## Short problem
Swap "child standing" for "standing child" in the rows starting at the line that contains "Task: point out the child standing, one" and ending at the line that contains "[[814, 437], [368, 281], [880, 490], [944, 455]]". Return only those lines, with everything else left unchanged.

## Material to process
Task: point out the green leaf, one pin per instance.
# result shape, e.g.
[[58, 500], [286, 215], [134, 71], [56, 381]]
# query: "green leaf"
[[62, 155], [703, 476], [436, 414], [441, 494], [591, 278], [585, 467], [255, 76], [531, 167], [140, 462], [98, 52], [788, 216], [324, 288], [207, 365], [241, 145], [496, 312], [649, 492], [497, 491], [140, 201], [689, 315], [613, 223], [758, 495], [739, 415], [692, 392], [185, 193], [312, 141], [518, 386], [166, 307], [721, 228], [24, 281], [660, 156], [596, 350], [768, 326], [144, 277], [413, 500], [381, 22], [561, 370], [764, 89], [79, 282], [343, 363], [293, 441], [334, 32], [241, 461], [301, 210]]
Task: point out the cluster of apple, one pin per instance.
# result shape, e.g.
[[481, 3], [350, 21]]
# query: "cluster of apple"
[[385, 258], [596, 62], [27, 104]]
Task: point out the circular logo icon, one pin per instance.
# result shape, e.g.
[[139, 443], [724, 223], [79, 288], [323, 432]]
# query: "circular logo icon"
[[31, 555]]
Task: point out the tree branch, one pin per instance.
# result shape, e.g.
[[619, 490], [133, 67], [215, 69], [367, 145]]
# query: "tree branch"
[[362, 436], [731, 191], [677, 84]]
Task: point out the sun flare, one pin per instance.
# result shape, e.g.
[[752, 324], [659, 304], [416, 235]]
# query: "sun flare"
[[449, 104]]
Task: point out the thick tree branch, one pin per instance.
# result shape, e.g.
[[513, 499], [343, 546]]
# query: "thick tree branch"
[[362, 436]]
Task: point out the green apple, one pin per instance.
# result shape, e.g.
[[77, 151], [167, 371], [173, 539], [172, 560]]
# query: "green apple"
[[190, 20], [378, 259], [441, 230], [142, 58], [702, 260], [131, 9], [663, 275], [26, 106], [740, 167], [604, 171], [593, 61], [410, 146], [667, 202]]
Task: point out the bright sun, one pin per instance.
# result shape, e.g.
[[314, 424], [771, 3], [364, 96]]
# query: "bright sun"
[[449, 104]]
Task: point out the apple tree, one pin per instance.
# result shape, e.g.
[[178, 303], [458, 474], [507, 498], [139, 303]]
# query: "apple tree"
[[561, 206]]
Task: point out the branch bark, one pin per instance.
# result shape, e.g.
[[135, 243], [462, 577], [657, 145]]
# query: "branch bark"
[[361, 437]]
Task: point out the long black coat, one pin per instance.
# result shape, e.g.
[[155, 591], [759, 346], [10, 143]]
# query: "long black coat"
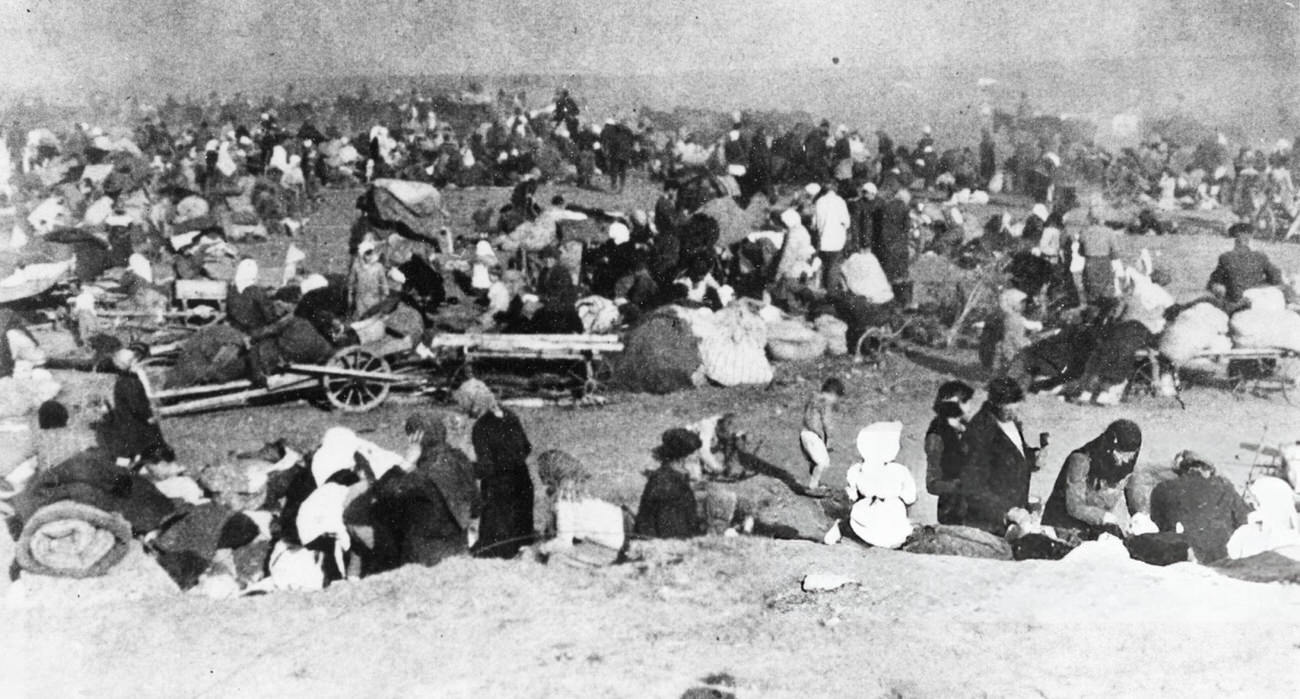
[[507, 489], [667, 507], [996, 474]]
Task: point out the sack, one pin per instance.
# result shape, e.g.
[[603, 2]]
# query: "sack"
[[1200, 329], [835, 333], [1266, 329]]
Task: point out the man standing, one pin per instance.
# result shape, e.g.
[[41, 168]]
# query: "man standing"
[[999, 463], [891, 244], [831, 220], [1242, 268]]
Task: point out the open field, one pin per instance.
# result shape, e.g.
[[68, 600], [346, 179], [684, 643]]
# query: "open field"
[[918, 625]]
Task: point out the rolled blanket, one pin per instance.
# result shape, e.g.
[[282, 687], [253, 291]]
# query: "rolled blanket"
[[73, 541]]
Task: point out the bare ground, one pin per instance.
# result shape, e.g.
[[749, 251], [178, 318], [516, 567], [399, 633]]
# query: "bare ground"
[[917, 626]]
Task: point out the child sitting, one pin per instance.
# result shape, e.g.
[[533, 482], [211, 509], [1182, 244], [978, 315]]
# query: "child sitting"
[[880, 490], [814, 435], [944, 456]]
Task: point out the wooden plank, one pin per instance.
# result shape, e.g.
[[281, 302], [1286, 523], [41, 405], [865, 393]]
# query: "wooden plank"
[[232, 399], [320, 370]]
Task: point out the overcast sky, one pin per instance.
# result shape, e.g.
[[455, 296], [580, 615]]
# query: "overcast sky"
[[116, 43]]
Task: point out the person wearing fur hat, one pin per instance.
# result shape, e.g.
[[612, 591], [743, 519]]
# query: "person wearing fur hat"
[[1090, 495], [131, 429], [944, 455], [668, 508], [502, 448], [999, 461], [880, 490]]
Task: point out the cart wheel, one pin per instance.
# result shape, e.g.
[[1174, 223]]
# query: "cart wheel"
[[355, 395]]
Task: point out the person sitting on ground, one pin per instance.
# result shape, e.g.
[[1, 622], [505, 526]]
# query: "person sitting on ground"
[[1199, 504], [668, 508], [1090, 495], [944, 454], [424, 511], [815, 433], [367, 281], [576, 517], [1014, 334], [880, 490], [999, 461], [130, 426], [1242, 268]]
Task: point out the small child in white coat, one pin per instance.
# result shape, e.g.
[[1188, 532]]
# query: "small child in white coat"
[[880, 487]]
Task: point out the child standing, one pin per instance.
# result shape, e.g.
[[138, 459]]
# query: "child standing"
[[814, 437], [368, 281], [880, 490], [944, 455]]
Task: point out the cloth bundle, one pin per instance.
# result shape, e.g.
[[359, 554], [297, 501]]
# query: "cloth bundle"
[[1196, 330], [1260, 328], [73, 539]]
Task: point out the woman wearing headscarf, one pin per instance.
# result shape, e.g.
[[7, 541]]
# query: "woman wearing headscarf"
[[580, 525], [668, 508], [1090, 493], [880, 489], [424, 511], [502, 450]]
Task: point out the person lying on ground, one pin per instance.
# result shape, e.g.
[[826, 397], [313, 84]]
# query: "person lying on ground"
[[1200, 504], [944, 455], [815, 433]]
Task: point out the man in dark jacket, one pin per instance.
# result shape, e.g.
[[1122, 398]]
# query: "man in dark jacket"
[[1201, 504], [999, 461], [668, 507], [1090, 493], [1243, 268]]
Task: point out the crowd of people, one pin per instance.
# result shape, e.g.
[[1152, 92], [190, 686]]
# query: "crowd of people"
[[164, 202]]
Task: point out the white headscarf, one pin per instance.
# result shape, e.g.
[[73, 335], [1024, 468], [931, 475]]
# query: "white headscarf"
[[312, 282], [246, 274], [141, 266], [337, 452], [619, 233]]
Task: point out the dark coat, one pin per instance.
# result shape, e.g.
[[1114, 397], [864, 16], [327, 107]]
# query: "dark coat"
[[507, 489], [1208, 508], [667, 507], [891, 243], [996, 476]]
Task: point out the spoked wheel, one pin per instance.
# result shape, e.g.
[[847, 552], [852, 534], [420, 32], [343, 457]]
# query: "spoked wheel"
[[355, 394]]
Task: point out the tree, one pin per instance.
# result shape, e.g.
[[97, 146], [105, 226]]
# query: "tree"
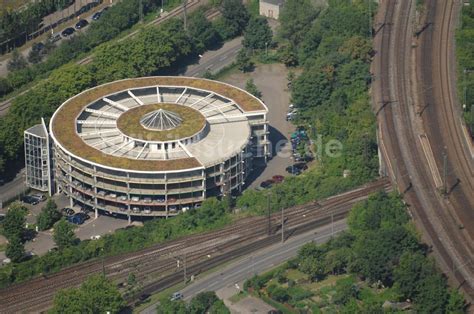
[[456, 303], [48, 216], [15, 249], [244, 62], [235, 15], [14, 222], [35, 55], [287, 55], [17, 62], [412, 268], [63, 234], [345, 291], [96, 295], [257, 34], [252, 88], [432, 295], [295, 20]]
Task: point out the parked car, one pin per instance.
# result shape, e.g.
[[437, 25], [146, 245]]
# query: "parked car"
[[301, 166], [96, 15], [75, 219], [293, 170], [29, 200], [37, 47], [278, 178], [266, 184], [81, 24], [176, 296], [147, 200], [39, 197], [83, 216], [68, 32], [55, 37], [68, 211]]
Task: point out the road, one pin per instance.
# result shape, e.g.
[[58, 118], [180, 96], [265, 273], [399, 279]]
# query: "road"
[[257, 263], [215, 60], [50, 19], [402, 144]]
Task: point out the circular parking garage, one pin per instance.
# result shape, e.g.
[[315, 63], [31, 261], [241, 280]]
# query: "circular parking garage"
[[156, 146]]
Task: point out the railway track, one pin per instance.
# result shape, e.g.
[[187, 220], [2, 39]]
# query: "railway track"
[[159, 261], [442, 117], [401, 146]]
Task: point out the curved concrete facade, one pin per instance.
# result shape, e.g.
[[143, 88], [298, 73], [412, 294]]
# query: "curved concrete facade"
[[104, 169]]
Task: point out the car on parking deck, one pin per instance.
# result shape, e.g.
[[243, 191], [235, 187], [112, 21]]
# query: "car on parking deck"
[[68, 32], [68, 211], [39, 197], [28, 199], [81, 24], [176, 296], [96, 15]]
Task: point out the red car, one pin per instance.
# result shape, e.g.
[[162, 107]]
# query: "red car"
[[278, 178]]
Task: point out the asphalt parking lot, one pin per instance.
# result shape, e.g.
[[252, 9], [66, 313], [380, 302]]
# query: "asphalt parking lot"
[[43, 241], [271, 81]]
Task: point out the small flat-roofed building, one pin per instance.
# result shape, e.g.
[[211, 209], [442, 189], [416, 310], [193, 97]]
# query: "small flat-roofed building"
[[271, 8], [38, 158]]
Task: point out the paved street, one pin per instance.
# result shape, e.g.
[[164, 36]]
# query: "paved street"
[[215, 60], [271, 81], [236, 273]]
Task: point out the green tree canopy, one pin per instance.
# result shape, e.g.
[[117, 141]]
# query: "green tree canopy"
[[296, 18], [96, 295], [235, 16], [17, 61], [257, 34]]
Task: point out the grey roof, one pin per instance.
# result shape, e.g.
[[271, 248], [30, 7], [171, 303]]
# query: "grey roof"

## Task output
Task: point out the standing child, one pin per instance.
# result shape, e.g.
[[138, 459]]
# query: "standing child"
[[814, 437], [368, 281], [880, 490], [944, 455]]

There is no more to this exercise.